For the entries that follow, say how many lines hold the string "then", with nothing else in the reply.

____

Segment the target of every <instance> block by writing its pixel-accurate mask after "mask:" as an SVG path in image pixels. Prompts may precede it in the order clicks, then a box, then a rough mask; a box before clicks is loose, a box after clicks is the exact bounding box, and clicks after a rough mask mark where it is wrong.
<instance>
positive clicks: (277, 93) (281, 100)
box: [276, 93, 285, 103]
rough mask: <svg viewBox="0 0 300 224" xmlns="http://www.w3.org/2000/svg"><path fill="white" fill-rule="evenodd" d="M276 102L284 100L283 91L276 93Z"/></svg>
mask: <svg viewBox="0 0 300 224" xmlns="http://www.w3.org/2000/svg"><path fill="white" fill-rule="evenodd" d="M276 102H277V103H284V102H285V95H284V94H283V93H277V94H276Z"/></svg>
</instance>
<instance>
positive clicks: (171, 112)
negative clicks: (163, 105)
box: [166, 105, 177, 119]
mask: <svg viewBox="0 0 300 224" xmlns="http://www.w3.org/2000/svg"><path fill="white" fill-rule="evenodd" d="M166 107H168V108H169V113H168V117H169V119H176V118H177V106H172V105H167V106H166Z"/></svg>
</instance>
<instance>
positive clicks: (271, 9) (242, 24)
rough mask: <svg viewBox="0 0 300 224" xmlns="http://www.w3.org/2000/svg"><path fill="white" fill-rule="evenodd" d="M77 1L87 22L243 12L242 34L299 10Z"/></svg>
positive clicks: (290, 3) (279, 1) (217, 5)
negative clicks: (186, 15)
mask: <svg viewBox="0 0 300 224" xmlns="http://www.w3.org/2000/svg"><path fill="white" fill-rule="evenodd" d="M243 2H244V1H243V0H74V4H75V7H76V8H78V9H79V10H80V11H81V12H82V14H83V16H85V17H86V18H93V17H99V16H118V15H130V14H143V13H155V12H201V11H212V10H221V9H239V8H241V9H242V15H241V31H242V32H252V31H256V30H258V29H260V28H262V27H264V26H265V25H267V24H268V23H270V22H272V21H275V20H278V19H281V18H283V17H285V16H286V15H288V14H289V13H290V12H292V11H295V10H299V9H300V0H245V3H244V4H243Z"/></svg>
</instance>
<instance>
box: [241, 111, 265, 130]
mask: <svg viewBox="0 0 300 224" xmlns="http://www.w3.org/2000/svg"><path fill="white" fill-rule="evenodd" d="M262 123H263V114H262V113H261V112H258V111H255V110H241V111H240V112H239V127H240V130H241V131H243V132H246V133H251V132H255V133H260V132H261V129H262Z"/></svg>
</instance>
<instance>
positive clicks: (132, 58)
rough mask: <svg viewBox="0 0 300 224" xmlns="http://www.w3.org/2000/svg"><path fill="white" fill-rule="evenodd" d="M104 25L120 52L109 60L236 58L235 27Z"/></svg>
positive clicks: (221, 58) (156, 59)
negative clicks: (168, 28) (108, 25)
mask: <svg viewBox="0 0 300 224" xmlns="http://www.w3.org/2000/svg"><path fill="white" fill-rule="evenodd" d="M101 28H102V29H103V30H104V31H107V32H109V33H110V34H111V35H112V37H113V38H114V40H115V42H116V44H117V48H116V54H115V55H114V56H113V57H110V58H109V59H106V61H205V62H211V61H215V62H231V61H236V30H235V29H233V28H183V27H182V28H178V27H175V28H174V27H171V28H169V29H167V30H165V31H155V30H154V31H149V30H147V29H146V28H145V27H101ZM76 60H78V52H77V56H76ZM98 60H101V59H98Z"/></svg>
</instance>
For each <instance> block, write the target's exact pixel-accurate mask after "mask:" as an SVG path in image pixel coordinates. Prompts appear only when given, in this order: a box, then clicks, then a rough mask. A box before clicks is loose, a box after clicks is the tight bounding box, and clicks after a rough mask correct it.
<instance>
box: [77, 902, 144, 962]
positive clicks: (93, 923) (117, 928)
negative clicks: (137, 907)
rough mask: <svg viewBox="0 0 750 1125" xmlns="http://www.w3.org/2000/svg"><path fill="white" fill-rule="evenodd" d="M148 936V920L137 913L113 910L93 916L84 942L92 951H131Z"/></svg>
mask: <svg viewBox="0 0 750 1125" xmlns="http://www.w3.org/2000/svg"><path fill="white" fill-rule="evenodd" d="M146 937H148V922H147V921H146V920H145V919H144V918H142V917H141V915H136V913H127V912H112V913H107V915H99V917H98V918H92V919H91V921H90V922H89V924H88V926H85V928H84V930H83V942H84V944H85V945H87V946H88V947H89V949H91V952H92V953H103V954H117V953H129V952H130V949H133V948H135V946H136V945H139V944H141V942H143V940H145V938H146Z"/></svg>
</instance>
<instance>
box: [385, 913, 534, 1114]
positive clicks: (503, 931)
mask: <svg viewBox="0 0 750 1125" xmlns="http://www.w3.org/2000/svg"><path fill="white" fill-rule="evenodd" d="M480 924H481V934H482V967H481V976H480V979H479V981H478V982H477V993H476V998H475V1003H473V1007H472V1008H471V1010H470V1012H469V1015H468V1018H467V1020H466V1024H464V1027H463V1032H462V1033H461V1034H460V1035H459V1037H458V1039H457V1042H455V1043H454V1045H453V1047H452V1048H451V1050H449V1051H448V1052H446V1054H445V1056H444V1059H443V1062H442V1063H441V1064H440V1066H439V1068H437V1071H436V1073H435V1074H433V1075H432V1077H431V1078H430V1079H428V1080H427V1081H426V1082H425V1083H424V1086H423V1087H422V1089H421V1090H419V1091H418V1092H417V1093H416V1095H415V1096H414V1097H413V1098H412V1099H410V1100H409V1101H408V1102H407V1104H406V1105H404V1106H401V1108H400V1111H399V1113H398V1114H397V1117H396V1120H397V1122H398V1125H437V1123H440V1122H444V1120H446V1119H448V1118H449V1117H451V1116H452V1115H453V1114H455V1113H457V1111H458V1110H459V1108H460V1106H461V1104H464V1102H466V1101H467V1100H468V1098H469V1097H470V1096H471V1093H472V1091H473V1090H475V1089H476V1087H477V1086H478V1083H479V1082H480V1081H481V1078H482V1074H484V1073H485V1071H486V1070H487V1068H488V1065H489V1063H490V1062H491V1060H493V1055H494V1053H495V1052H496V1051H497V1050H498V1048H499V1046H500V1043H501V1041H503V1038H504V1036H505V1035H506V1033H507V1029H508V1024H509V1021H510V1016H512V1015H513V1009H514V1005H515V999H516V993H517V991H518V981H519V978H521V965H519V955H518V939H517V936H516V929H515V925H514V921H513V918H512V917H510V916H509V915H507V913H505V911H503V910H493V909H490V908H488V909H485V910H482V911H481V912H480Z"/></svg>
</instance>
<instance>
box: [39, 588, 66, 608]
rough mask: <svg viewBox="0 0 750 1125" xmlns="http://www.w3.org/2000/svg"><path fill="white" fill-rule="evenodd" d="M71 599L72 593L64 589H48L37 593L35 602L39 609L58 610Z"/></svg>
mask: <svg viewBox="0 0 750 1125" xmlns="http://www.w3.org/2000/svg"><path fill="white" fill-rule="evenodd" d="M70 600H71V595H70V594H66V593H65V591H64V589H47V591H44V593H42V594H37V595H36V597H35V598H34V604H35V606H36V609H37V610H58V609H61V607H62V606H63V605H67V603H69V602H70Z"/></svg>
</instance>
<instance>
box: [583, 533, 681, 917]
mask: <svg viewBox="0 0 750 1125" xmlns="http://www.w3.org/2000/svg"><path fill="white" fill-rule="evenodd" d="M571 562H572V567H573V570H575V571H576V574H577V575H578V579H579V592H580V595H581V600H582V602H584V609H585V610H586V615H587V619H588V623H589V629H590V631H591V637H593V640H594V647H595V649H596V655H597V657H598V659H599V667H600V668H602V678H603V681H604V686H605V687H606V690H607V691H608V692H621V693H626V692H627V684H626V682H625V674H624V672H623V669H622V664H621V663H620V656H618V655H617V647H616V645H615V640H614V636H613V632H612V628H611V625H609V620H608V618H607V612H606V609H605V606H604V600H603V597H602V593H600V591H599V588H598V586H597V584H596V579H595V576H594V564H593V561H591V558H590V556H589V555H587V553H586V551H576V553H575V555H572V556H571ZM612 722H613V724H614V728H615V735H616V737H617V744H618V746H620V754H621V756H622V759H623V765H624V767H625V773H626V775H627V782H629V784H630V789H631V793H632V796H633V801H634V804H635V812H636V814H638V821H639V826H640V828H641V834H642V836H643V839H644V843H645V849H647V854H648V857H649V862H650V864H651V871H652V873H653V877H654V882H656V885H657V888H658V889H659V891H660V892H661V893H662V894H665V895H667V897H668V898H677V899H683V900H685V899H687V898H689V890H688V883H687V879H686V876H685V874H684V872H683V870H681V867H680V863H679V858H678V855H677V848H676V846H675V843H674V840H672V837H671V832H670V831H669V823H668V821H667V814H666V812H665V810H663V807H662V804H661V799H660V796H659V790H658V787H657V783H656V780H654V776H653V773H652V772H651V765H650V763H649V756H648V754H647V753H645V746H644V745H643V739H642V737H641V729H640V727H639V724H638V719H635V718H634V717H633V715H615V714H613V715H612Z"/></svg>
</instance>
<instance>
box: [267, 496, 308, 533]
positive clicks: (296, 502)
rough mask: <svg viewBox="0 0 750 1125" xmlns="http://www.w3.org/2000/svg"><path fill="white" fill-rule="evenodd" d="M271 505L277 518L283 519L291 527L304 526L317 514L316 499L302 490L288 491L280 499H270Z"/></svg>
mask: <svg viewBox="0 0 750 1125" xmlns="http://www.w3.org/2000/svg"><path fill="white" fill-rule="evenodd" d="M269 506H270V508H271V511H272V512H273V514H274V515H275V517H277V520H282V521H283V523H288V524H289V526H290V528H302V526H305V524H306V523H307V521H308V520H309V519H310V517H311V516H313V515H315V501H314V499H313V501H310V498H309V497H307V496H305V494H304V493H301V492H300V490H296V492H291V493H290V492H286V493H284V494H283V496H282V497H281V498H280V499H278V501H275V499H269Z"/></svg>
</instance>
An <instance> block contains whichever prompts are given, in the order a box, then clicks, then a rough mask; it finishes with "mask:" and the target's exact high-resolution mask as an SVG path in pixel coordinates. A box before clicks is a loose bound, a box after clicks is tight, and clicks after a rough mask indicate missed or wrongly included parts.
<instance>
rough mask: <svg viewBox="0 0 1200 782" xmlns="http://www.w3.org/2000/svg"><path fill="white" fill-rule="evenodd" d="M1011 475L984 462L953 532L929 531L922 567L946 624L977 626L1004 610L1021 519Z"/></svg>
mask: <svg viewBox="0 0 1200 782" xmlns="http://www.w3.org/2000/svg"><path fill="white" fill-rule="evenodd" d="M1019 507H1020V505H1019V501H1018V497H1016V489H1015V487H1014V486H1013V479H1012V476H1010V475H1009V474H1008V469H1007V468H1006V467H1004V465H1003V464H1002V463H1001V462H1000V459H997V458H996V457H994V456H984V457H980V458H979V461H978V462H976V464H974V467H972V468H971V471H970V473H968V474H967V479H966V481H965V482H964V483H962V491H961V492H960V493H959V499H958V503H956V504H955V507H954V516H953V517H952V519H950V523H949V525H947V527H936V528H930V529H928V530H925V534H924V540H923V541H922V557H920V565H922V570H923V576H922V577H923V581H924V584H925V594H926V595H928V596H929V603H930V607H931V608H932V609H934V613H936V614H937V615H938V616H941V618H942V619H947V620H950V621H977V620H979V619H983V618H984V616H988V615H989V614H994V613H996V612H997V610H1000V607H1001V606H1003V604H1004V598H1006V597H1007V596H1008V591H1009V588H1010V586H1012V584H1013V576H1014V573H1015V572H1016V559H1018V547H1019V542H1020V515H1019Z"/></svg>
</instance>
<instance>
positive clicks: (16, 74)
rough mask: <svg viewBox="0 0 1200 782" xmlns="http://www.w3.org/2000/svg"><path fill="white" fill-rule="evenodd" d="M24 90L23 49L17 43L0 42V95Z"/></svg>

____

# Answer box
3